§ Exercise objective: Your task is to copy each line of the records that includes the string "church".

[Stored data entries]
■ ■ ■ ■ ■

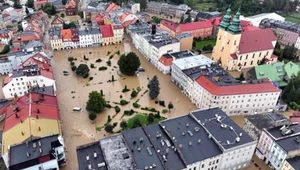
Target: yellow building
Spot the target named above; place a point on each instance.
(30, 117)
(237, 49)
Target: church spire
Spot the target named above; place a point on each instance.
(226, 20)
(235, 26)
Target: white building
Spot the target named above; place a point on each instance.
(280, 145)
(201, 140)
(14, 59)
(209, 85)
(35, 71)
(256, 19)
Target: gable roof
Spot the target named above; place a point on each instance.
(258, 40)
(106, 31)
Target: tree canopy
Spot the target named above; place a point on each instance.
(154, 88)
(129, 63)
(83, 70)
(96, 102)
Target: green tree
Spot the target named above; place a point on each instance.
(150, 118)
(129, 63)
(96, 102)
(242, 77)
(109, 128)
(123, 124)
(154, 88)
(30, 4)
(82, 70)
(92, 116)
(170, 106)
(27, 11)
(64, 2)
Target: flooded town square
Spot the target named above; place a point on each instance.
(73, 91)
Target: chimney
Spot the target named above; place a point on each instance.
(153, 29)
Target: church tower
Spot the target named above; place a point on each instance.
(228, 40)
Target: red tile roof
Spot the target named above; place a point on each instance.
(28, 106)
(112, 6)
(106, 31)
(265, 87)
(166, 61)
(258, 40)
(71, 4)
(195, 25)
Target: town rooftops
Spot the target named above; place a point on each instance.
(159, 139)
(33, 152)
(284, 131)
(106, 31)
(183, 35)
(294, 162)
(191, 139)
(93, 153)
(222, 128)
(116, 153)
(267, 120)
(141, 148)
(191, 62)
(258, 40)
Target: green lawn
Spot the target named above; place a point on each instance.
(205, 6)
(143, 120)
(202, 43)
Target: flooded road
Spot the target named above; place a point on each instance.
(76, 126)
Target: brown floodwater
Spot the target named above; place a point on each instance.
(76, 126)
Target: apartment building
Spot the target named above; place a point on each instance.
(236, 50)
(208, 85)
(179, 144)
(279, 147)
(35, 71)
(254, 124)
(201, 29)
(14, 59)
(166, 60)
(38, 154)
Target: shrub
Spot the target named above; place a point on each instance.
(98, 60)
(123, 102)
(92, 66)
(162, 103)
(73, 68)
(117, 109)
(136, 105)
(133, 94)
(102, 68)
(164, 111)
(108, 63)
(70, 59)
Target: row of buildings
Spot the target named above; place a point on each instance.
(203, 139)
(31, 137)
(167, 9)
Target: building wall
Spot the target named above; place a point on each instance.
(237, 157)
(276, 156)
(19, 85)
(226, 44)
(186, 43)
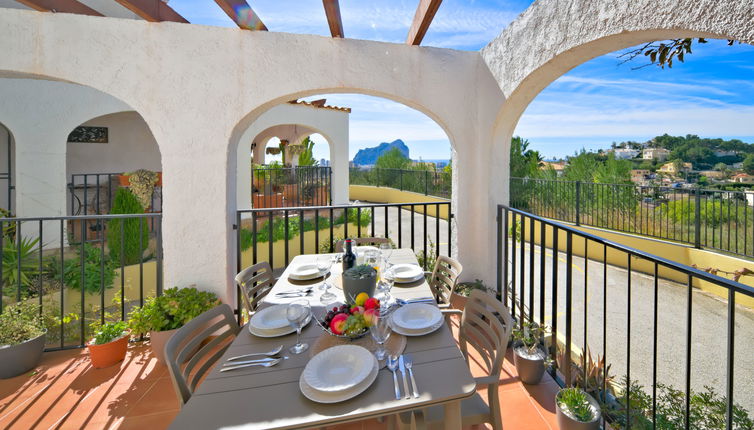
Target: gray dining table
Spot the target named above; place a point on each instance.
(270, 398)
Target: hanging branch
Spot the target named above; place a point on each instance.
(663, 53)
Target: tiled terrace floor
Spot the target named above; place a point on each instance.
(65, 392)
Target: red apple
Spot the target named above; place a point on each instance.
(371, 316)
(371, 303)
(338, 323)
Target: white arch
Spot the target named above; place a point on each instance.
(552, 37)
(332, 124)
(199, 88)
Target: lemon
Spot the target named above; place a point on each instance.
(361, 299)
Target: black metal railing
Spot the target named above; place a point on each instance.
(93, 194)
(275, 235)
(428, 182)
(277, 187)
(649, 317)
(716, 219)
(116, 266)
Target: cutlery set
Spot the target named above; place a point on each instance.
(269, 360)
(404, 365)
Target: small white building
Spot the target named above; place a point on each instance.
(660, 154)
(625, 153)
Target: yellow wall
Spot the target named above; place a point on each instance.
(683, 254)
(368, 193)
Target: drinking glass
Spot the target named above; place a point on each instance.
(386, 249)
(298, 313)
(380, 331)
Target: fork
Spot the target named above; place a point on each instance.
(263, 364)
(409, 363)
(392, 365)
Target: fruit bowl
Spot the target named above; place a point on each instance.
(350, 321)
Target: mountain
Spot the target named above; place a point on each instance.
(368, 156)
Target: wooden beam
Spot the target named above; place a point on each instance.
(62, 6)
(332, 10)
(153, 10)
(242, 14)
(425, 12)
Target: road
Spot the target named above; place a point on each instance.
(708, 332)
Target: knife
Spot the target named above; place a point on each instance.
(402, 366)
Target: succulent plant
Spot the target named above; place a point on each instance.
(362, 271)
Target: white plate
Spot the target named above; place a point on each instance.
(416, 316)
(305, 272)
(338, 369)
(407, 272)
(270, 318)
(276, 332)
(417, 332)
(322, 397)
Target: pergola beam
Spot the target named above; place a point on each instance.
(62, 6)
(332, 10)
(153, 10)
(423, 17)
(242, 14)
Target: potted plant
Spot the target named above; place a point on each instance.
(22, 338)
(529, 356)
(463, 290)
(576, 410)
(161, 317)
(109, 344)
(357, 280)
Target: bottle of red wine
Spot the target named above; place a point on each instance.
(349, 258)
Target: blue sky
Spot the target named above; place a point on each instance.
(599, 102)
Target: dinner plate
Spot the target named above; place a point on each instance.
(338, 368)
(325, 397)
(407, 272)
(275, 332)
(416, 316)
(424, 332)
(270, 318)
(305, 272)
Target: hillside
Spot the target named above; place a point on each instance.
(368, 156)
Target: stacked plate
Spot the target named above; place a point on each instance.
(405, 273)
(271, 322)
(305, 272)
(338, 374)
(416, 319)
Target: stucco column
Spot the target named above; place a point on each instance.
(339, 166)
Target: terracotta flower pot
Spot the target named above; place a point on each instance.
(20, 358)
(158, 340)
(565, 422)
(530, 368)
(108, 354)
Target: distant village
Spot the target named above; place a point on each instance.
(655, 166)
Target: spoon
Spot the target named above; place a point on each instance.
(263, 364)
(275, 351)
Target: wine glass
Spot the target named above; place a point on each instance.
(297, 314)
(386, 249)
(380, 331)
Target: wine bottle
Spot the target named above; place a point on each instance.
(349, 258)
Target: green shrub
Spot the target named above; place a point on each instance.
(575, 403)
(12, 253)
(108, 332)
(172, 310)
(93, 270)
(134, 241)
(20, 322)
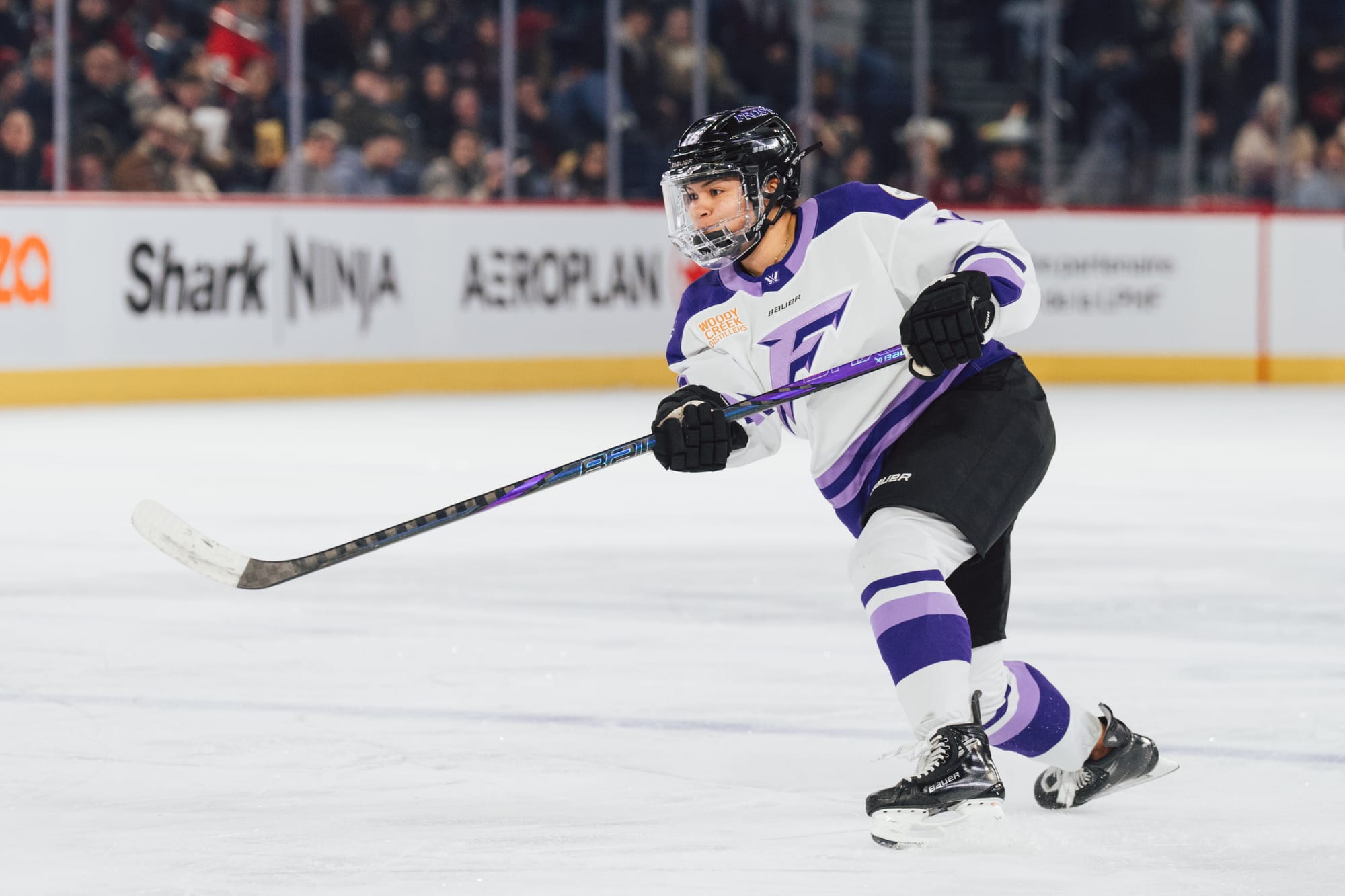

■ ■ ■ ■ ■

§ Solved exercise:
Target: church spire
Target: church tower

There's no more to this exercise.